» SUPPLIED PASSAGE

Sorry I’ve missed some weeks here. A consequence of the holiday and work on a couple of journalistic pieces touching on robots and AI. Please bear with us (actually, me) here as we (actually, I) get some new features ready for this blog — features that should lead to more frequent and varied posts. For now, here are some interesting things about robots and AI for this week.
Insights from Philosophers About Bullshit
It's often said that Large Language Models like ChatGPT, Bard and souped-up Bing are indifferent to reality. They just make plausible sounding texts, without knowing or caring if the words are true. IOW, they're bullshitters.
As it happens there is a growing literature on the philosophy of bullshit. It was launched by Harry Frankfurt in the 1980s, when he pointed out that B.S. (true or false, don't care) is different from lying (I need to know what is true, so I can be sure I'm denying it). I suspect this philosophical work might be useful to ponder in the context of LLM "hallucinations."
For instance, this recent paper, by the philosopher Thorian Harris, might well be applicable to AI users. He argues that we're mistaken to if we focus our anti-bullshit energy only on reprehensible people who intentionally bullshit. Instead, he says, we should worry about bullshit that spreads because we don't bother to resist. (His discussion of Buddhist takes on this problem is a reminder that we needn't look only to European traditions for ways of understanding our AI moment.) h/t The Syllabus
2. Who Needs Women When We Can Get Robots?

» PROBLEMS AND TASKS
1/ In the blog post, who launched the literature on the philosophy of bullshit, and in what decade?
2/ Transcribe the stretch of the blog post from "Sorry I’ve missed" through "IOW, they're bullshitters.".
3/ Pick up the blog post on robots and AI after its last line and keep writing it.
The data that come next have no connection to the blog post.

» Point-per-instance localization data

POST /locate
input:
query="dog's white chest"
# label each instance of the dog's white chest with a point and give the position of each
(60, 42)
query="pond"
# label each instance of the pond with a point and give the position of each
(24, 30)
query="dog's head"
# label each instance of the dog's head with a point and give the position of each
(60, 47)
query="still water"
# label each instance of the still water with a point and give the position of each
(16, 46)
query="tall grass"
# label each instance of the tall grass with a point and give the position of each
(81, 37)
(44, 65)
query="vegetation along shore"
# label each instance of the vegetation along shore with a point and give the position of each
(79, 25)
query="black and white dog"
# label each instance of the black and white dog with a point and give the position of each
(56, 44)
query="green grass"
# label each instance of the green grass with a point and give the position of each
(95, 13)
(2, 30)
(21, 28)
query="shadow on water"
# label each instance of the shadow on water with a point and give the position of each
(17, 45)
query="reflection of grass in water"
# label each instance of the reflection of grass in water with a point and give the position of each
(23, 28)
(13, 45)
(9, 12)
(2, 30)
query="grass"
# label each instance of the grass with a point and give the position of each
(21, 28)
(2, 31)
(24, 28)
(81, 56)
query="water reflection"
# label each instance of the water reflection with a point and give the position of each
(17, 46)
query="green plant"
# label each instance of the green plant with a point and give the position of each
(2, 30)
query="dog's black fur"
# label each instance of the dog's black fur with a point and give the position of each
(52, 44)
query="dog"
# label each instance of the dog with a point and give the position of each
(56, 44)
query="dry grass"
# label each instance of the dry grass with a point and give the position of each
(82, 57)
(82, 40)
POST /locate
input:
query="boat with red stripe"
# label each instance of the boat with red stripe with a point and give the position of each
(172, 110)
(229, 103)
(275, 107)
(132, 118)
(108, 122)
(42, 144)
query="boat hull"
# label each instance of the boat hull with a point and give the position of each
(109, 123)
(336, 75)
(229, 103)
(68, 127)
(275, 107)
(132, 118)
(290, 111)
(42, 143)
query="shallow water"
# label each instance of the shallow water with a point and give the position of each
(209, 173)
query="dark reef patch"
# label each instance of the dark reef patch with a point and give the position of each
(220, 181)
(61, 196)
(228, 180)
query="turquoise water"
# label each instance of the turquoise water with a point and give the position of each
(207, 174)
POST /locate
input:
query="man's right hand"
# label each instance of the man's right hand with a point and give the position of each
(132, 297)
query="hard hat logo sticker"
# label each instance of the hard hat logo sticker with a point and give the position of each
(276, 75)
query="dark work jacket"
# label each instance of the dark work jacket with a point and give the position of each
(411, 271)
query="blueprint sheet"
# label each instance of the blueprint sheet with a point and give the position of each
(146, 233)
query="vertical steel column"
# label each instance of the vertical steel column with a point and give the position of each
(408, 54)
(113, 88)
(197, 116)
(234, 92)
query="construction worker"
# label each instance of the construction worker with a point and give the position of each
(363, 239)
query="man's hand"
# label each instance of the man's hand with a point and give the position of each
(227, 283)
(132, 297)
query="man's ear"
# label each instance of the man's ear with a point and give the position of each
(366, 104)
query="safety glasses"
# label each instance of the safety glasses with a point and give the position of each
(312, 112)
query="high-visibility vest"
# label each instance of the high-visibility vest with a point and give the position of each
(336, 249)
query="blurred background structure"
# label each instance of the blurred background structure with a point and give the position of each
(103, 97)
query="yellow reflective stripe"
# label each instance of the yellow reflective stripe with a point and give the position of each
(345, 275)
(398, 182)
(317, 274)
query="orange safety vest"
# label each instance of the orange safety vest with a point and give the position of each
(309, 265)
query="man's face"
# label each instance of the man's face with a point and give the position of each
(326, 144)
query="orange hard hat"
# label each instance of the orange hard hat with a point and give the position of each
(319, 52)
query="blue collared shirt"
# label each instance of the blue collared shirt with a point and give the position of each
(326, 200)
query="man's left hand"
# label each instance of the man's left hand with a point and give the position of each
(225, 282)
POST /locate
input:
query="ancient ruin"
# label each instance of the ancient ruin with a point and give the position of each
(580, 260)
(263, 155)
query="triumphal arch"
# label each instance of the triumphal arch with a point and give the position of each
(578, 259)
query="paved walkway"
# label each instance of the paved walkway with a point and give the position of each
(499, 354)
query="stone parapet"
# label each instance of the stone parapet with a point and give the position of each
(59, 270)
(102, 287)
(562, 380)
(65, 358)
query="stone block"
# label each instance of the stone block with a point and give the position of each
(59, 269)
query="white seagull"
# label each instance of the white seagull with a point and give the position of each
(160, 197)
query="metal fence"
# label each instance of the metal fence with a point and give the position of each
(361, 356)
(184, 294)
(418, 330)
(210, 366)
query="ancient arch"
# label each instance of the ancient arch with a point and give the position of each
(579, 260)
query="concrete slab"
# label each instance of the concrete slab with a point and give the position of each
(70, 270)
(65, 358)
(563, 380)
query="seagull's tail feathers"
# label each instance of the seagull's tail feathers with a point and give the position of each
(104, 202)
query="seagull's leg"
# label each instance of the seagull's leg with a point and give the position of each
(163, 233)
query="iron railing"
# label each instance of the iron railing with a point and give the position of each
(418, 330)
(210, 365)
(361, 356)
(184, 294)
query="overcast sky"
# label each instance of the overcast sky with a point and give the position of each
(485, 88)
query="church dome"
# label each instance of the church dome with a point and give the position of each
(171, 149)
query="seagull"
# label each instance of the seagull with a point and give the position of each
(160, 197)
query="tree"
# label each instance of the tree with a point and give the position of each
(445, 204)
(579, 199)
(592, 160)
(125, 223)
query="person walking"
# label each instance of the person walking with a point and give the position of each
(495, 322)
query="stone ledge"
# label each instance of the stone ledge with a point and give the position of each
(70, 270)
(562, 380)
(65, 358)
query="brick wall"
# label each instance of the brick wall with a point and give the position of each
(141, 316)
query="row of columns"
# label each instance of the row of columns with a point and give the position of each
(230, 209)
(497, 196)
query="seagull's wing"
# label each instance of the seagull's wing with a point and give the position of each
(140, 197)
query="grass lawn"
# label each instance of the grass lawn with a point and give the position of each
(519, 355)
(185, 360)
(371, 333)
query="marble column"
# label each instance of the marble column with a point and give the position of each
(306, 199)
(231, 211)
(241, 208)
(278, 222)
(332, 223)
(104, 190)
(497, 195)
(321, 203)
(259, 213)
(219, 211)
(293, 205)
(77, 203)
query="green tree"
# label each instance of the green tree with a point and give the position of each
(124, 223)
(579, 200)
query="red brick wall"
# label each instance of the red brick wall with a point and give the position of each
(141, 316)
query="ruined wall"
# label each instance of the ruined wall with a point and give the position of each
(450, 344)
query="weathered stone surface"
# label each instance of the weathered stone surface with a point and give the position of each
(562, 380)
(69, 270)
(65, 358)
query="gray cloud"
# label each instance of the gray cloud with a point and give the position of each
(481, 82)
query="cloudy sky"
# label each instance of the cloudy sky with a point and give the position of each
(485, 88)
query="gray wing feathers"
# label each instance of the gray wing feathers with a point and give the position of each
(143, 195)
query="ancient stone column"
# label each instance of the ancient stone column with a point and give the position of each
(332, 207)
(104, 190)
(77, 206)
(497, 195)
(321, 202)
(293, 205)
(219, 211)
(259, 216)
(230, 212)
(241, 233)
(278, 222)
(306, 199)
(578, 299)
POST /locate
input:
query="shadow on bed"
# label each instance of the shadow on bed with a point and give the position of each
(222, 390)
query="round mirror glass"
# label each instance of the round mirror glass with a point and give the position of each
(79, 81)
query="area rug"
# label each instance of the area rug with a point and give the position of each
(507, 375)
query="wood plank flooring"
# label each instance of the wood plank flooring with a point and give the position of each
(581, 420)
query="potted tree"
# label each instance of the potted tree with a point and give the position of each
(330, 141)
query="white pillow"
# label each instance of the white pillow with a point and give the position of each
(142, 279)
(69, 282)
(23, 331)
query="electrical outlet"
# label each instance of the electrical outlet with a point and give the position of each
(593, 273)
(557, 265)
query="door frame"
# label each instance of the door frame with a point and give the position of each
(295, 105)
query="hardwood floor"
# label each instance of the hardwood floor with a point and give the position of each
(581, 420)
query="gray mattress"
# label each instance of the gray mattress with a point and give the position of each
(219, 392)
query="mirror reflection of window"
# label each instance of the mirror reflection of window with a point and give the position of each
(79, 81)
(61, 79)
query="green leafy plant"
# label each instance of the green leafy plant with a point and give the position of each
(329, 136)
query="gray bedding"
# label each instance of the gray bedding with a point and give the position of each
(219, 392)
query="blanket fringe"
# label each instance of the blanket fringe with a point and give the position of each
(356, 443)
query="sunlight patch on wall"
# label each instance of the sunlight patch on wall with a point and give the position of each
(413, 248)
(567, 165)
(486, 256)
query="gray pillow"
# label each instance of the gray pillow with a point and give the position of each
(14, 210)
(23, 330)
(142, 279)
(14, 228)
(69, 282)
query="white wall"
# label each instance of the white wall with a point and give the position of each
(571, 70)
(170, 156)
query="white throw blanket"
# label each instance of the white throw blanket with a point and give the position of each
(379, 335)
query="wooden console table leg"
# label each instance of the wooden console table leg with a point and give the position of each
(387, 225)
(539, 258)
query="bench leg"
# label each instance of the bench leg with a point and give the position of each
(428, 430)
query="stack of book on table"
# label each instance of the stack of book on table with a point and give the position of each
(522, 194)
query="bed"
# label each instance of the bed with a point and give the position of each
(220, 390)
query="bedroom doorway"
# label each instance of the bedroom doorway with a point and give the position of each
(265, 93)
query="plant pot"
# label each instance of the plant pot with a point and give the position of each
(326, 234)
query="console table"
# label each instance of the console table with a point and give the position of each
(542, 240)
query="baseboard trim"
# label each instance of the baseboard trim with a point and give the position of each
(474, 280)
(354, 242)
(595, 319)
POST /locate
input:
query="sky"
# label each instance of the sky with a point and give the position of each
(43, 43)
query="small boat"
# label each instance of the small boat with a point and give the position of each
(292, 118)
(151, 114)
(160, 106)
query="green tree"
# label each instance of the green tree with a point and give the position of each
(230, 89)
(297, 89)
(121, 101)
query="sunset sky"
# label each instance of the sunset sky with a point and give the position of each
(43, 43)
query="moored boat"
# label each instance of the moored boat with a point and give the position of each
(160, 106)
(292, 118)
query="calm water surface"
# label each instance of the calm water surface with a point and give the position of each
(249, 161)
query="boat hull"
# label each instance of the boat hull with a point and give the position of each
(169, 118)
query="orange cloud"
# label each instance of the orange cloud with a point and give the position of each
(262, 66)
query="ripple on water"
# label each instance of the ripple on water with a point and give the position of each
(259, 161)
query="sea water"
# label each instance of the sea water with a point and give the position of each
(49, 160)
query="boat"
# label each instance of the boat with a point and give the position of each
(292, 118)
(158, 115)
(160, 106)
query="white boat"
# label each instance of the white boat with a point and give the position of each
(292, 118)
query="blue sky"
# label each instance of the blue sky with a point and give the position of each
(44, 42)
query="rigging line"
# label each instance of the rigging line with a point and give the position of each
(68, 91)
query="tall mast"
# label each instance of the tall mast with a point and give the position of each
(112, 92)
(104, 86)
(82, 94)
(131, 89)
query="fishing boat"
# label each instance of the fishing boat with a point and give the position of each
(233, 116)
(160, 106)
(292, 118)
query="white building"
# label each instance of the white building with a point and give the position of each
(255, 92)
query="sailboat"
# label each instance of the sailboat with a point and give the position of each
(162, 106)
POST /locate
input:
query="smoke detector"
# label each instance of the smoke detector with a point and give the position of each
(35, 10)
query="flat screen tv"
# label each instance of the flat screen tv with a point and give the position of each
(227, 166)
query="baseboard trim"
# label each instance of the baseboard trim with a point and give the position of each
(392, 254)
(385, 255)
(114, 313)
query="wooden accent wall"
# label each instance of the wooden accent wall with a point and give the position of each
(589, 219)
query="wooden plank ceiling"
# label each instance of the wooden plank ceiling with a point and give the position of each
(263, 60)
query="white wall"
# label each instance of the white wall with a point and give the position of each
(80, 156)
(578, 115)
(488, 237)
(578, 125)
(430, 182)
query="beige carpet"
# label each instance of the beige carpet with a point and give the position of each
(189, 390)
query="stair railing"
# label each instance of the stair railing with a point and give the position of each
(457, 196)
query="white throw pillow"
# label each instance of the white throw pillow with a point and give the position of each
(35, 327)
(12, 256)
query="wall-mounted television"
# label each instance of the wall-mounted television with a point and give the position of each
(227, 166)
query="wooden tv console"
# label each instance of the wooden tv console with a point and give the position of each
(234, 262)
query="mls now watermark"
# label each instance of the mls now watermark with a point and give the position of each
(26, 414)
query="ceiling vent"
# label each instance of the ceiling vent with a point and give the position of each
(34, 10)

» RESPONSE LIST
1/ Harry Frankfurt, in the 1980s.

2/
Sorry I’ve missed some weeks here. A consequence of the holiday and work on a couple of journalistic pieces touching on robots and AI. Please bear with us (actually, me) here as we (actually, I) get some new features ready for this blog — features that should lead to more frequent and varied posts. For now, here are some interesting things about robots and AI for this week.
Insights from Philosophers About Bullshit
It's often said that Large Language Models like ChatGPT, Bard and souped-up Bing are indifferent to reality. They just make plausible sounding texts, without knowing or caring if the words are true. IOW, they're bullshitters.

3/
Gender equality has come about throughout the world with the entrance of women into the formal jobs-and-wages economy, notes the anthropologist Alice Evans, in a recent post to her excellent Substack.
Women have entered this workforce because their work was needed there. To the extent that robots reduce the need to hire more people, then, it's possible that robots also reduce the social and psychological impetus to favor gender equality. In this post, she makes the case that this may be happening now in South Korea.
3. A Tyrant’s Handy AI Ramadan Detector
Chinese firm admits it won a contract for a surveillance system that correlates dining records and other data with student IDs so that administrators can detect if any Muslim students are fasting for Ramadan. Hat tip: Semafor. link: https://ipvm.com/reports/hikvision-fasting
4. Anguilla Cashes In
It's a good time to be online in Anguilla. Its domain names end in "ai." Looks like it could collect some $30 million this year in domain name registrations from startups and others who want that artificial intelligence vibe in their URL.
5. The Importance of Robot-Makers’ Responses to Regulations
Taxes and regulations on robots are often framed in terms of their effects on demand. That is, what will buyers and users do in response? But regulations will have effects on IT suppliers. Those trying to regulate robotization (for example, with taxes and programs to compensate for lost jobs) should take the (not always obvious, sometimes on the other side of the world) responses of robot makers into account, writes the economist Fabrizio Leone here. Take another, bow, The Syllabus.